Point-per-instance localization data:
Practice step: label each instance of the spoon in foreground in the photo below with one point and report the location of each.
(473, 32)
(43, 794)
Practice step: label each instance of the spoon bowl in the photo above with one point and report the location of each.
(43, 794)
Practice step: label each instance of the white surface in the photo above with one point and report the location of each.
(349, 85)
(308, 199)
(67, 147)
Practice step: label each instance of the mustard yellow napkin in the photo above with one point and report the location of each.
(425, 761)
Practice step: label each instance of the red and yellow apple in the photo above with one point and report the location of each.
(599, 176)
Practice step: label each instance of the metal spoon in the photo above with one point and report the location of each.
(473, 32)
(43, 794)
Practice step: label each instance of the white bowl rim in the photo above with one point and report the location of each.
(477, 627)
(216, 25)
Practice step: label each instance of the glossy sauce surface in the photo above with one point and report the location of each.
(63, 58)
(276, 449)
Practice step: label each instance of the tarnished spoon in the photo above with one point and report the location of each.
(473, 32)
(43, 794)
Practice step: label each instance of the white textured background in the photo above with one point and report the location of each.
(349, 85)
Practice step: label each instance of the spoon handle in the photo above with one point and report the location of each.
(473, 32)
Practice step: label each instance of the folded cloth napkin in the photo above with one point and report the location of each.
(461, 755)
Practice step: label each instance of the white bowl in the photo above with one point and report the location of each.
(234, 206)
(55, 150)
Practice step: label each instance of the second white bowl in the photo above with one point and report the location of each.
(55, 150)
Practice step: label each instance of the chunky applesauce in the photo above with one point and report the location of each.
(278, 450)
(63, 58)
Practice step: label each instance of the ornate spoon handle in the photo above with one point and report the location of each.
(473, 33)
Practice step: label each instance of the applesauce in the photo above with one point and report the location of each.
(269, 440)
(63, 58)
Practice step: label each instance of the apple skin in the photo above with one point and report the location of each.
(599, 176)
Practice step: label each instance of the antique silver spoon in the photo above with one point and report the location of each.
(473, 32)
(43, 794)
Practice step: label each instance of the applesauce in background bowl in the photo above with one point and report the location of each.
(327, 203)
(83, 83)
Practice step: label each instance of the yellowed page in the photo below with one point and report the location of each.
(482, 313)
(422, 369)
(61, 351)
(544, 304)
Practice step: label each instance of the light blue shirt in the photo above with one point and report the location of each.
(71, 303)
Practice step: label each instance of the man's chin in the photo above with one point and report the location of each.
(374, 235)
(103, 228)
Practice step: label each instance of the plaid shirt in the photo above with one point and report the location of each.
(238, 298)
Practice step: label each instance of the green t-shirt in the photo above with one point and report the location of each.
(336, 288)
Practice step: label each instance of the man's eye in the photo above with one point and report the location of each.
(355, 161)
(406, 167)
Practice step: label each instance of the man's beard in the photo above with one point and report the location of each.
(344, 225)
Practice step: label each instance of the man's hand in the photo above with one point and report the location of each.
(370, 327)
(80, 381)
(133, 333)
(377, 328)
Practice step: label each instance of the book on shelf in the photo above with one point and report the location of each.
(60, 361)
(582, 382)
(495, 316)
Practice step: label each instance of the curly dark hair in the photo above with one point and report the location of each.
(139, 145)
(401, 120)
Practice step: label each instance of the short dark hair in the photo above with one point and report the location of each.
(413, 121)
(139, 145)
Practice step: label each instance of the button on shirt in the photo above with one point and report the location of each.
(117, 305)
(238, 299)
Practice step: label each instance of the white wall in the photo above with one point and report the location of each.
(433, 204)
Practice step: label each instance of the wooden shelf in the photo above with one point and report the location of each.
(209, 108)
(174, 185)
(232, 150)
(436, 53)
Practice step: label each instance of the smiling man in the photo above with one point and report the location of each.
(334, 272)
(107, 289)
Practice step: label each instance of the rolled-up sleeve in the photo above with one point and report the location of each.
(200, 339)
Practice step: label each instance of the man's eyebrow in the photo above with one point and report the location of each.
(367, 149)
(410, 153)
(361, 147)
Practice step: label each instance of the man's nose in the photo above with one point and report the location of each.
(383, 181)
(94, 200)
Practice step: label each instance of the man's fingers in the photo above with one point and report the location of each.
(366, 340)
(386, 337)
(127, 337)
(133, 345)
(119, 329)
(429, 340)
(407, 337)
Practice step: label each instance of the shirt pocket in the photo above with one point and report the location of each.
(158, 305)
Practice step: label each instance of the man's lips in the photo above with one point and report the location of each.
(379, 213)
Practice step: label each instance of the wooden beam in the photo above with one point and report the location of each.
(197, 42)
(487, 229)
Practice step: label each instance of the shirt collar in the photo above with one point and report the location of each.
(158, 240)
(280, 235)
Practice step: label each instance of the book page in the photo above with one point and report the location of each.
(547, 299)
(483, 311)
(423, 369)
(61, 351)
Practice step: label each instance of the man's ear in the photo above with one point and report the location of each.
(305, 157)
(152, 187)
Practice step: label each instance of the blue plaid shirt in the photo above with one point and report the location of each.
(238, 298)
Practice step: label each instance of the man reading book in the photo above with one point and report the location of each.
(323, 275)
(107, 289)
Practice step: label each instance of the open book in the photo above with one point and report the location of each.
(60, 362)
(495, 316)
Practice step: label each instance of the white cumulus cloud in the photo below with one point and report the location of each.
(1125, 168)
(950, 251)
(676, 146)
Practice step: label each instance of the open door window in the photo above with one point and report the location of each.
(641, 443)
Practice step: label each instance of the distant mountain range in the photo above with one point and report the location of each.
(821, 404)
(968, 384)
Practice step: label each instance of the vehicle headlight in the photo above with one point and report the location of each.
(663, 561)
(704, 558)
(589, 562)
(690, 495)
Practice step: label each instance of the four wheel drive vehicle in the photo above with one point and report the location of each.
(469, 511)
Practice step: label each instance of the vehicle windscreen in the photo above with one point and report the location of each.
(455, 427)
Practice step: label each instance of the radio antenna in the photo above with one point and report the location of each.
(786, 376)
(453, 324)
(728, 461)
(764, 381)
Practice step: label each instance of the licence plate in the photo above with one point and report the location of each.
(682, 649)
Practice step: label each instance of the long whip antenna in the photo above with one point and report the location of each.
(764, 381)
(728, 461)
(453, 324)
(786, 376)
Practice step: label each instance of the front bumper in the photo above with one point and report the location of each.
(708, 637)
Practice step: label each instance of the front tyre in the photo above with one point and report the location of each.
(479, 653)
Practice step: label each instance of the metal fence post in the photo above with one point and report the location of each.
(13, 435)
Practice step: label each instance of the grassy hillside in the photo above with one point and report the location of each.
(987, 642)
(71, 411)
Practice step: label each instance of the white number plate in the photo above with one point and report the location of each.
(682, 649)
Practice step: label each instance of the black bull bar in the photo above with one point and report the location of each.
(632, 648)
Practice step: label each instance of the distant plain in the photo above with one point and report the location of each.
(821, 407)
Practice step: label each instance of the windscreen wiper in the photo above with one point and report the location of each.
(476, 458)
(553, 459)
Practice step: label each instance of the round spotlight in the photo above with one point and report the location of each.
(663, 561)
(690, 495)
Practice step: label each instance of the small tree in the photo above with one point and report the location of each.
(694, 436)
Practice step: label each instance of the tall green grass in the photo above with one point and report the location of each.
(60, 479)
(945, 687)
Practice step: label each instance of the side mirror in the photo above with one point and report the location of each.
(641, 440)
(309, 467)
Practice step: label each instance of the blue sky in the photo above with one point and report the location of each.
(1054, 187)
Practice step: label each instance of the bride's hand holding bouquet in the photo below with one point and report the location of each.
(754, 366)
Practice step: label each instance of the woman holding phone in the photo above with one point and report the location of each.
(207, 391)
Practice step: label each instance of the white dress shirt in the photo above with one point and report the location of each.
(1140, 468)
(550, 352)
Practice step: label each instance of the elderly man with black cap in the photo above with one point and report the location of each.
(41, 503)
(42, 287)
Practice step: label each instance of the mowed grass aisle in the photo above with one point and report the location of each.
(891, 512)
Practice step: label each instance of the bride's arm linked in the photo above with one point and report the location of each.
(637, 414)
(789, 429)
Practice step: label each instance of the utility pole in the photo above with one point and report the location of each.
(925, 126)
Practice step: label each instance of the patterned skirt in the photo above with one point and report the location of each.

YOUR INSTRUCTIONS:
Please let your answer be exactly the lines from the one holding "Practice step: label each instance of the bride's arm" through the last line of the entries above, both ends included.

OUTPUT OF THE EXERCISE:
Practice step: label each instance of the bride's arm linked in the photo above with one point and report the location of each.
(637, 414)
(789, 429)
Practice step: label each instance of the utility pole in the photo above with one point and report the location of each.
(925, 126)
Practice step: label each instance of the patterned skirt in the photo above with one point and report the location of each.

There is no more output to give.